## STATED EXERCISE
From the records below, pull out the lines word for word, starting at the line that has "trace <item>bollard</item>" and stopping after the line that has "[[236, 157], [236, 134], [233, 131], [220, 133], [220, 157]]".

— start of GIVEN DATA —

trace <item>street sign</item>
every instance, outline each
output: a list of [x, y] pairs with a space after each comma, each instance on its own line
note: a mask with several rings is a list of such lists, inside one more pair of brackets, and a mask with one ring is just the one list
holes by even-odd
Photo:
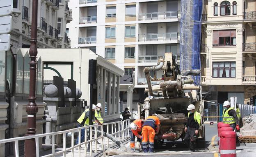
[[9, 34], [0, 35], [0, 51], [8, 51], [10, 49], [11, 35]]
[[0, 17], [0, 34], [11, 32], [12, 21], [11, 16]]
[[11, 15], [13, 4], [12, 0], [0, 0], [0, 16]]

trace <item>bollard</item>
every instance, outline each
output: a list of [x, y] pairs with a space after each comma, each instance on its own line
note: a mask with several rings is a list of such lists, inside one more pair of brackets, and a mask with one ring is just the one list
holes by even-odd
[[218, 127], [218, 144], [219, 145], [219, 152], [220, 152], [219, 147], [220, 147], [220, 143], [219, 143], [219, 136], [220, 135], [220, 133], [219, 130], [220, 128], [224, 127], [230, 127], [230, 125], [227, 124], [223, 123], [222, 122], [220, 122], [218, 123], [217, 124], [217, 127]]
[[[233, 131], [233, 128], [230, 126], [229, 127], [224, 127], [220, 128], [219, 131], [219, 134], [221, 134], [221, 133], [223, 131]], [[219, 153], [220, 153], [220, 150], [221, 149], [221, 145], [220, 144], [219, 144]]]
[[236, 157], [236, 134], [233, 131], [220, 133], [220, 157]]

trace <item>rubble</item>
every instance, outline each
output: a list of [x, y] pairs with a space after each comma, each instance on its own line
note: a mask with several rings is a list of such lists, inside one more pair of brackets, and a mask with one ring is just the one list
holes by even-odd
[[243, 118], [244, 126], [240, 129], [243, 136], [256, 136], [256, 114], [251, 114]]

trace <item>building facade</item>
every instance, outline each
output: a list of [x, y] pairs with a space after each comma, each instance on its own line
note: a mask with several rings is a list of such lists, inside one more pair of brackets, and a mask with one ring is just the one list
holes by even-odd
[[[237, 97], [238, 103], [255, 105], [255, 0], [208, 0], [205, 4], [203, 90], [220, 106], [232, 96]], [[211, 106], [212, 110], [222, 111]]]
[[[32, 0], [13, 0], [12, 47], [29, 47]], [[68, 48], [70, 40], [66, 24], [72, 21], [68, 0], [38, 0], [37, 46], [40, 48]]]
[[[144, 68], [156, 65], [166, 52], [179, 58], [180, 1], [71, 1], [76, 15], [68, 25], [71, 47], [89, 48], [125, 75], [135, 71], [133, 100], [144, 100]], [[162, 73], [157, 72], [158, 77]]]

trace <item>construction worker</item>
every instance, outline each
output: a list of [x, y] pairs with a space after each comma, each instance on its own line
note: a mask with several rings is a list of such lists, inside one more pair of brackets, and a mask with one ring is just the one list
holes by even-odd
[[200, 113], [195, 111], [196, 107], [193, 104], [190, 104], [187, 110], [188, 111], [187, 120], [185, 126], [186, 133], [184, 139], [187, 144], [192, 152], [195, 151], [196, 147], [196, 137], [198, 135], [198, 129], [201, 124], [201, 117]]
[[[156, 129], [155, 131], [155, 129]], [[154, 152], [154, 138], [160, 130], [160, 120], [157, 114], [154, 113], [146, 119], [142, 128], [142, 144], [144, 153]]]
[[222, 115], [222, 121], [223, 123], [228, 124], [233, 130], [236, 128], [237, 130], [240, 129], [239, 124], [235, 111], [233, 108], [231, 107], [230, 102], [228, 101], [225, 101], [223, 103], [223, 107], [226, 108], [223, 111]]
[[[97, 107], [94, 104], [92, 104], [92, 121], [94, 122], [95, 123], [99, 125], [101, 125], [101, 123], [95, 117], [95, 110], [97, 109]], [[90, 118], [90, 111], [89, 108], [87, 108], [81, 115], [79, 118], [77, 120], [78, 124], [77, 127], [80, 127], [86, 126], [88, 126], [89, 124], [89, 119]], [[78, 138], [76, 140], [76, 144], [78, 144]], [[85, 141], [85, 129], [81, 129], [81, 142], [83, 142]]]
[[[131, 140], [130, 146], [131, 151], [132, 152], [134, 152], [135, 150], [134, 147], [135, 146], [135, 136], [137, 137], [137, 143], [138, 143], [138, 144], [136, 143], [136, 146], [137, 146], [137, 145], [138, 146], [135, 148], [135, 149], [139, 150], [139, 146], [140, 145], [142, 139], [142, 126], [144, 123], [144, 122], [142, 120], [136, 119], [130, 125], [130, 127], [131, 130], [131, 131], [130, 131]], [[139, 142], [139, 143], [138, 142]]]

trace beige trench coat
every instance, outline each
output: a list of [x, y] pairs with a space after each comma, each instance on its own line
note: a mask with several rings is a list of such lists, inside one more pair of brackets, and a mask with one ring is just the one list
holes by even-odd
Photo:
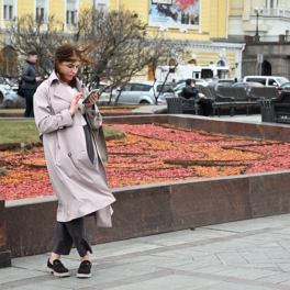
[[[87, 88], [77, 81], [83, 98]], [[35, 122], [41, 133], [46, 165], [58, 199], [57, 221], [68, 222], [94, 213], [97, 226], [111, 226], [111, 203], [115, 201], [97, 145], [91, 164], [81, 125], [81, 112], [69, 113], [72, 96], [55, 72], [34, 94]], [[98, 107], [86, 109], [91, 127], [98, 129], [102, 118]]]

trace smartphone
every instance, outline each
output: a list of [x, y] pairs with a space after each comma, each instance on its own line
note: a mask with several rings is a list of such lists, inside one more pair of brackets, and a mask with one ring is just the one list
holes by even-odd
[[89, 92], [88, 97], [82, 101], [82, 103], [88, 103], [88, 102], [90, 101], [90, 100], [89, 100], [90, 96], [91, 96], [92, 93], [98, 93], [99, 91], [100, 91], [100, 89], [91, 90], [91, 91]]

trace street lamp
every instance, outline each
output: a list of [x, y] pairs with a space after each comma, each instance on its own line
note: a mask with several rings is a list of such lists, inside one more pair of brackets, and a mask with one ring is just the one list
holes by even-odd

— end of GIVEN DATA —

## RESULT OF THE TASK
trace <item>bollard</item>
every instance, outline each
output: a list of [x, y] pairs with a space after each comma, each instance on its own line
note: a mask with several rings is a list of such lists, inside one more pair of brackets, and a mask with one ring is just the one list
holes by even-odd
[[218, 127], [218, 144], [219, 145], [219, 152], [220, 152], [219, 147], [220, 147], [220, 143], [219, 143], [219, 136], [220, 135], [220, 133], [219, 130], [220, 128], [224, 127], [230, 127], [230, 125], [227, 124], [223, 123], [222, 122], [220, 122], [218, 123], [217, 124], [217, 127]]
[[[233, 131], [233, 128], [230, 126], [229, 127], [224, 127], [220, 128], [219, 131], [219, 134], [221, 134], [221, 133], [223, 131]], [[219, 153], [220, 153], [220, 150], [221, 149], [221, 145], [220, 144], [219, 144]]]
[[236, 157], [236, 134], [233, 131], [220, 133], [220, 157]]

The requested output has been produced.